- _Exercise text_:
--------

Soon after, Weber began making what Stamp calls her “living newspaper” films for Universal Studios—movies that addressed contentious contemporary issues. She took on capital punishment in the 1916 anti-death penalty film The People Vs. John Doe (about the trial of Charles Stielow), poverty and prostitution in Shoes (1916), and most controversially, abortion and contraception in Where Are My Children? and The Hand That Rocks The Cradle.

Stamp writes, “At a time when disseminating contraceptive advice remained a felony and when motion pictures were no longer protected by guarantees of free speech, Where Are My Children? encountered significant problems with censorship and regulation.” In fact, the National Board of Review unanimously rejected the film, which portrayed the fictional prosecution of a doctor accused of distributing birth control literature as well as a group of society women having abortions. The film was accused of communicating a confusing message with regard to contraception and abortion (a "delicate and dangerous" topic according to the Board), in part because they were portrayed as necessary for the poor and immigrants but less so for rich whites. Fortunately for Weber, Universal stood by the controversial film, and decided to screen it in select theaters despite the Board’s censorship. In New York City, the film was such a massive hit moviegoers were turned away from sold-out showings weeks into its run.

--------

- _Dataset entries_:
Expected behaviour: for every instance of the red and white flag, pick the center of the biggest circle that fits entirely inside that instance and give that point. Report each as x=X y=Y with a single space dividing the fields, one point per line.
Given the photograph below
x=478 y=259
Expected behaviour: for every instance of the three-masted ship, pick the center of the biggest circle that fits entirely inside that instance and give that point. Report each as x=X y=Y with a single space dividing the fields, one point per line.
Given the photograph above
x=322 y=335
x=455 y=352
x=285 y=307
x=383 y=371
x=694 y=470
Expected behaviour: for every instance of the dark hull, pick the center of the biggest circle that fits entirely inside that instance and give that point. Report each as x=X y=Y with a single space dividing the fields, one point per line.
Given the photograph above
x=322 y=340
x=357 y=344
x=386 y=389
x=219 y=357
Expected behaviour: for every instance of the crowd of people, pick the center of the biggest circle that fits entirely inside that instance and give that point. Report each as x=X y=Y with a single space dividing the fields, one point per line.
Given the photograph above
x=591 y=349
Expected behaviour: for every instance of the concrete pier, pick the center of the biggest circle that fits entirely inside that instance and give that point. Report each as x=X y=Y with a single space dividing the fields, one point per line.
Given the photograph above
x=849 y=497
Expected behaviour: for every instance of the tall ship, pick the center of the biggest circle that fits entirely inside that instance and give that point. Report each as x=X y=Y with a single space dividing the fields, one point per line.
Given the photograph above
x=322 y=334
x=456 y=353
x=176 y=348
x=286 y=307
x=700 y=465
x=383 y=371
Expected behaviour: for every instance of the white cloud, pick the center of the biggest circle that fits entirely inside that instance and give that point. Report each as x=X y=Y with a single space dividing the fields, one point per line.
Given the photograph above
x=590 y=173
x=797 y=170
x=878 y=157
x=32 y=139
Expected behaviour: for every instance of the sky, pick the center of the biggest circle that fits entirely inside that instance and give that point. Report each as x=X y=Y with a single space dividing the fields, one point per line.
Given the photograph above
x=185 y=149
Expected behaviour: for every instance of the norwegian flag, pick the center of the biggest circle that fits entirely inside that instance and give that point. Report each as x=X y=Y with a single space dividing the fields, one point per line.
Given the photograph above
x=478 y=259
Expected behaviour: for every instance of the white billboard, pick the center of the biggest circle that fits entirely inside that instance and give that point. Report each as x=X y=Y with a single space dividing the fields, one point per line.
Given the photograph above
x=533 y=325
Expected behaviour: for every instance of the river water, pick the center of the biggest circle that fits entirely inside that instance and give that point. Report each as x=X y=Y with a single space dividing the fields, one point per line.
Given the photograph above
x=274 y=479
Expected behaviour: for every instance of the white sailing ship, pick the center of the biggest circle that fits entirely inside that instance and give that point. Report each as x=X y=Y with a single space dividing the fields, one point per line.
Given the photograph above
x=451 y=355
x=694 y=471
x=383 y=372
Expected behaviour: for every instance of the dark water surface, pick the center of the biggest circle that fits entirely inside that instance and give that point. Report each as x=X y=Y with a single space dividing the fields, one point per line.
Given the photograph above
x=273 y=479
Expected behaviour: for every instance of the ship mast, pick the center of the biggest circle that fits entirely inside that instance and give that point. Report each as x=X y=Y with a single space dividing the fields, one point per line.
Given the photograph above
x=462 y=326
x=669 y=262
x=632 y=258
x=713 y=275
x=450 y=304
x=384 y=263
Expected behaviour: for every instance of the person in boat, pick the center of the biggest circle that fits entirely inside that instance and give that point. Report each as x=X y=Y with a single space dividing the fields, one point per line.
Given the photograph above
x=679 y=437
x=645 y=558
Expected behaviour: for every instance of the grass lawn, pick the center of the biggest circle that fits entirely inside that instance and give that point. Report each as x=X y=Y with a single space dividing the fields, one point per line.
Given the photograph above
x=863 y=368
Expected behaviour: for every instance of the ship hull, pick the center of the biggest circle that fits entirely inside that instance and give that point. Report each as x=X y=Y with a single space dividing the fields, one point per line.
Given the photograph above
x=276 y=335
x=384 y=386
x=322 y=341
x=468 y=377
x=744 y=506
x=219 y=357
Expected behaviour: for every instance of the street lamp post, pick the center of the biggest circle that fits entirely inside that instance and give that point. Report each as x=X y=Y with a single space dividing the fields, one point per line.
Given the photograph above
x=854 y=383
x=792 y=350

--------

- _What to produce_:
Reproduce the passage on Weber's films from "Soon after, Weber" up to and including "Rocks The Cradle.". Rely solely on the passage on Weber's films.

- _Answer to the exercise_:
Soon after, Weber began making what Stamp calls her “living newspaper” films for Universal Studios—movies that addressed contentious contemporary issues. She took on capital punishment in the 1916 anti-death penalty film The People Vs. John Doe (about the trial of Charles Stielow), poverty and prostitution in Shoes (1916), and most controversially, abortion and contraception in Where Are My Children? and The Hand That Rocks The Cradle.